## Directive 1
In the debate text, what baseline tariff did Trump announce on April 5th for all imports to the U.S.?
━━━━━━━━
Use any economic indicator you want. I won't provide a metric for "negative economic effect" because I leave that up to the debater. You can choose your own metric, but you will need to defend why it is a better metric than the ones I will use.

Metrics should be used up to the date when this debate is accepted. When I say "so far" I mean up to the time when someone accepts this challenge.

Round 1
Pro
#1
Thanks for accepting Con, I look forward to a fun and professional debate!

To start, I'll define my terms a little by listing exactly what Tariffs Trump has imposed during his second term. Remember, I'm only going to be using Tariffs and metrics up to April 12 as that's about when this debate was accepted.

On April 5th the first of the big ones hit with Trump announcing a baseline Tariff of 10% on all imports to the U.S. Then there were "Reciprocal Tariffs" placed on many other countries. These differed country to country (Between 11% and 50%) and were designed to close our trade deficit with these countries.  China specifically also got a 145% Tariff rate place on it too. Steel and aluminum were also taxed across the board at 25% as were auto parts from Mexico and other countries. [1]

That's the oversimplified version, but it should be enough for our purposes. If you dispute any of that information we can debate that too, but there really isn't much to dispute. With that done I'll move on to my arguments.

Tariffs in general have two major problems, they don't do what they're supposed to, and they do what they aren't. Most supporters of Tariffs agree that Tariffs have side effects, but make the claim that they're worth the benefits. The only problem is that there are no benefits. Tariffs don't bring manufacturing back home, and they don't support American businesses. However most of that stuff is in the long term, so I'll focus on the side effects for now.

Immediate Consequences of Tariffs


The Stock Market

This one is an obvious section to be included in my debate, and we all know what happened here, so I'll make it short. Since the beginning of 2025 the S&P is down 10%, and the Dow is down 8%  compared to relative highs previous to Tariff announcements. Tech was hit especially hard too as the Nasdaq dropped 16%. And that's longer term, spanning all the way from January. The day after "Liberation Day" specifically the Nasdaq lost 1,600 points, S&P lost 6.65% and the Dow lost 1,679 points. These numbers speak for themselves, there's no analysis necessary.

Burden on Consumers

Since we are a global economy and we rely on each other, Tariffs increase prices on all goods. Though the label might say that it was made in country X, the materials could come from county Y, and they were put together in country Z. Increasing Tariffs makes prices on foreign goods soar, and domestic goods too. It's extremely difficult and necessary to produce something completely in the U.S. which makes even domestic goods increase in price. 

To give some numbers, prices have risen on average 2.3% with much bigger spikes in the textiles and motor industries (17% and 8.4% respectively). Household purchasing power has dropped by an average of $3,800 which affects the entire economy too, as less consumer spending equals less market growth. [2]

Macroeconomic Consequences

On a much bigger scale, real GDP has declined 0.9 percentage points since the start of the year which was way off from past estimates. Our economy has shrunk 0.6% contributing to a loss of 160 billion dollars annually. Exports have fallen about 18%, Unemployment has sunken 0.6, and we've lost 770,000 jobs on payroll. The economy is complex, and every metric affects other metrics. Each number going down doesn't just mean one consequence for all of us, it means an entire ripple effect on our economy. [2]

Retaliation

Trump can call his Tariffs "Retaliatory" all he wants, but it's not going to be true. Meanwhile other countries are the ones really acting in self defense, and everyone is paying the price. China has hit back hard with 125% across the board on America causing severe export losses. U.S. exports are down roughly 16% due to this. [3] Sectors such as Agriculture, Manufacturing, Automobiles, Steel, and Aluminum, though everyone is feeling the effects.
━━━━━━━━
## Directive 2
Reproduce every line of the pointing dataset records below, including the instructions, and increase each x and y coordinate in the answers by 46.

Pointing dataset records
━━━━━━━━
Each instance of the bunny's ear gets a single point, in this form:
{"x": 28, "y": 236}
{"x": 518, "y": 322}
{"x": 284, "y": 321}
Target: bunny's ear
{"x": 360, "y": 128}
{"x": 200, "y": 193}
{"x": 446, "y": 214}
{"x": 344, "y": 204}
━━━━━━━━
## Task answer 1
A baseline tariff of 10%.

## Task answer 2
Each instance of the bunny's ear gets a single point, in this form:
{"x": 28, "y": 236}
{"x": 518, "y": 322}
{"x": 284, "y": 321}
Target: bunny's ear
{"x": 406, "y": 174}
{"x": 246, "y": 239}
{"x": 492, "y": 260}
{"x": 390, "y": 250}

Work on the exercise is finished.